WRITTEN REQUEST
Reproduce all of the material below verbatim, line for line.

RECORDED DATA

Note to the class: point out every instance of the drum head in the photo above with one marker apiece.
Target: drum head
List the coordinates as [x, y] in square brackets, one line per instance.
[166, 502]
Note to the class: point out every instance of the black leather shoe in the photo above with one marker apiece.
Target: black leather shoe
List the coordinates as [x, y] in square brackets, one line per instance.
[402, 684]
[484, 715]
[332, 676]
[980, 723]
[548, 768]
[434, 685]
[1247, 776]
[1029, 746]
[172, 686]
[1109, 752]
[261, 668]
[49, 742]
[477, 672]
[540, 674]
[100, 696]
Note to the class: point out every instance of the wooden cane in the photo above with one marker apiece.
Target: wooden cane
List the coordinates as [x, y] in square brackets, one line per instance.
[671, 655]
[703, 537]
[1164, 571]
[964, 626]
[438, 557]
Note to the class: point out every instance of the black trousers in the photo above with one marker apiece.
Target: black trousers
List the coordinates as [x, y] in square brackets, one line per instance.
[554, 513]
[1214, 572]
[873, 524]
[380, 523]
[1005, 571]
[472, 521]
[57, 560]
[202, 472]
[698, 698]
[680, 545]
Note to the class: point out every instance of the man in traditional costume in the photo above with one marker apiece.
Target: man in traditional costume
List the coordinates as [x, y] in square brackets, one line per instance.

TASK SOLUTION
Note to the class: point out every instance of the drum head in the photo above with one marker apiece.
Target: drum head
List the coordinates as [x, y] in square brackets, one line per instance.
[166, 502]
Note to the class: point out every instance of the black leather shoe in the photo above with one marker apiece.
Target: black leather shoe
List the coordinates as [x, y] in square brackets, one line per instance.
[402, 684]
[484, 715]
[332, 676]
[980, 723]
[548, 768]
[434, 685]
[1247, 776]
[1029, 746]
[172, 686]
[1109, 752]
[261, 668]
[49, 742]
[477, 672]
[540, 674]
[100, 696]
Note to the class: point out every instance of the wooden cane in the photo above with one marker apiece.
Target: wooden cane
List the coordinates as [x, y] in square brackets, one line per instance.
[671, 655]
[703, 537]
[1164, 571]
[964, 626]
[438, 557]
Note to the class: point out every instance of the black trousers in the photo above with one marker apiece.
Target: black trousers
List the coordinates as [x, y] in square brackets, one line per instance.
[554, 513]
[1214, 572]
[873, 524]
[380, 523]
[1005, 571]
[472, 521]
[57, 560]
[202, 472]
[698, 698]
[680, 545]
Note to the class: point out every instance of the man in traditional costume in the photo above with one marker apiece.
Target: man in traditional costume
List the coordinates as [x, y] in square brackets, one line per instance.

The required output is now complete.